__Set exercise 1__: Retype everything in the interview passage below from "Sam Goldman 19:13" down to "to create worlds.".
__Set exercise 2__: In the listing below, take everything from the line containing "Locate the white lane" down to the end of the listing, both ends included, and multiply each coordinate in the answers by 2.45, rounding to whole numbers with halves going up. Give only those lines again, requests included.

Maybe the question now is, how do we get ourselves out of it? — which is a much more ominous intervention into what we’re talking about. But I think maybe the third thing is we have an attack on consciousness that I’ve never seen before in my life; any kind of critical consciousness, any attempt to articulate ideas to power that are critical, the attack on the common good, the attack on the social contract, the attack on unions, you attack on working people, the attack on the poor, the attack on veterans who basically are sick because of drug hits, and now claiming we refuse to fund any form of support for them, while, at the same time, arguing for the reduction of taxes for the 1%. This is really about a culture of cruelty that speaks to the collapse of conscience — a collapse of conscience directly related to the rise of fascist ideology.
Sam Goldman 17:03
And for people who may not think in these terms, can you clarify for our listeners when you speak of consciousness, what that means?
Henry Giroux 17:12
I’ll do it by quoting a liberal, John Dewey. You know, John Dewey was very clear when he said that you can’t have a democracy of any sort without an informed consciousness. He understood that. He understood that the basis for, in a sense, being an active, engaged individual, or an active engaged organization, or an active engaged social movement, is you have to have an understanding of the problem. If you don’t have it historically, if you’re not able to connect the dots, if you’re not able to basically align power with consequences that are utterly deadly and undemocratic, then basically you’ve lost your sense of political agency.
So what we’re talking about here is a collapse of consciousness that’s at the basis for the collapse of political agency, individually and collectively. And without the foundation for critical agency — which is an informed public, or critical public, or public that learns how to govern rather than be governed — you have the foundation for fascism. Fascism is rooted in a kind of anti-intellectualism, that’s a lot smarter than simply saying somebody’s stupid. That personalizes the problem. It’s about an ignorance that’s manufactured. It’s about a culture that’s no longer able to question itself. It’s about a culture that aligns itself with strong men — and I use that word, the masculine version, very purposely, with strong men — who basically have all the answers, strong men who hate women, strong men who basically are waging a war on young people, strong men who hate the other, strong men who really believe that white replacement theory is true; that they are their victims, that the public should only be occupied by basically the purification of what we would call racial blood.
We’ve heard this before. We not only saw it in the 1930s, we saw it in the 1970s. We saw it in under Pinochet. And now we’re hearing it from politicians. We’re hearing it from pundits. We’re hearing it from think tanks that were set up to destroy democracy in the United States. It’s ongoing. It’s a flood in the ecosystem that’s comparable to a hurricane that’s unimaginable.
Sam Goldman 19:13
I really appreciate that breakdown, Henry. I think it’s very helpful for people to see where this goes and how it’s like there’s a domino effect when you take that out. You’ve consistently written about this connection between people’s understanding, including the important understanding of history, which in this country, how quickly there’s historical amnesia is really unprecedented in the world, I think, and the history of fascism and people’s agency — people’s understanding and their agency — to be in the world to create worlds.
On the flip side, what role could a full accurate understanding of history contribute to a people right now? I was thinking even if you consider people’s ability if they were able to understand something like January 6th and the storming of the Capitol within a context of a rolling coup and had more of a historical understanding, what difference would that make?

Pointing entries for labeled objects:
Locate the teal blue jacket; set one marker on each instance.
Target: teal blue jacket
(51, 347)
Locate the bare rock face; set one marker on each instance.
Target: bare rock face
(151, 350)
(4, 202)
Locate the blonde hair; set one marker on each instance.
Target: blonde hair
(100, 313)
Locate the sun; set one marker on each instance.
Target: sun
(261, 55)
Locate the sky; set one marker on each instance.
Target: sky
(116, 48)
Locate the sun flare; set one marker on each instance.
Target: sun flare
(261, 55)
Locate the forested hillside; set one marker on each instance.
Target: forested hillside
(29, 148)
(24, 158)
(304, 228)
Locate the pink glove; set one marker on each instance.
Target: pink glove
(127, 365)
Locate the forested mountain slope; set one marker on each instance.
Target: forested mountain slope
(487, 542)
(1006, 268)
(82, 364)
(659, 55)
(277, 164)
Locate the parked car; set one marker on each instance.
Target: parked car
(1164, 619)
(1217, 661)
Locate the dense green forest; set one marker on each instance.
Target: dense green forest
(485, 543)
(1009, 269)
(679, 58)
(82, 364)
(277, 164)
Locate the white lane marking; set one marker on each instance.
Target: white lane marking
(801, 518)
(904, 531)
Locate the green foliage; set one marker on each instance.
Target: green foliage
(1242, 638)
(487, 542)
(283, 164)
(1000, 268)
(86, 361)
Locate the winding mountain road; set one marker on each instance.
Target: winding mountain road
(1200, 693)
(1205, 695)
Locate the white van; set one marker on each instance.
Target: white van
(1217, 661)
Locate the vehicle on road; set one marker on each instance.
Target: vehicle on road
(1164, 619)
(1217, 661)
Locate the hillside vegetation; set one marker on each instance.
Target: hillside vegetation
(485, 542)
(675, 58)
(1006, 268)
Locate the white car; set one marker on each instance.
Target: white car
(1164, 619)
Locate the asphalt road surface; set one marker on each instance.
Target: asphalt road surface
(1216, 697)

__Worked solution 1__:
Sam Goldman 19:13
I really appreciate that breakdown, Henry. I think it’s very helpful for people to see where this goes and how it’s like there’s a domino effect when you take that out. You’ve consistently written about this connection between people’s understanding, including the important understanding of history, which in this country, how quickly there’s historical amnesia is really unprecedented in the world, I think, and the history of fascism and people’s agency — people’s understanding and their agency — to be in the world to create worlds.

__Worked solution 2__:
Locate the white lane marking; set one marker on each instance.
Target: white lane marking
(1962, 1269)
(2215, 1301)
Locate the green foliage; set one marker on each instance.
Target: green foliage
(3043, 1563)
(1193, 1328)
(693, 402)
(2450, 657)
(211, 884)
Locate the winding mountain road; set one marker on each instance.
Target: winding mountain road
(2940, 1698)
(2952, 1703)
Locate the white van; set one marker on each instance.
Target: white van
(2982, 1619)
Locate the vehicle on road; set one marker on each instance.
Target: vehicle on road
(2852, 1517)
(2982, 1619)
Locate the hillside vegetation; set one marker on each instance.
Target: hillside vegetation
(1188, 1328)
(1654, 142)
(2465, 657)
Locate the white car; set one marker on each instance.
Target: white car
(2852, 1517)
Locate the asphalt road surface; set one marker on each instance.
Target: asphalt road surface
(2979, 1708)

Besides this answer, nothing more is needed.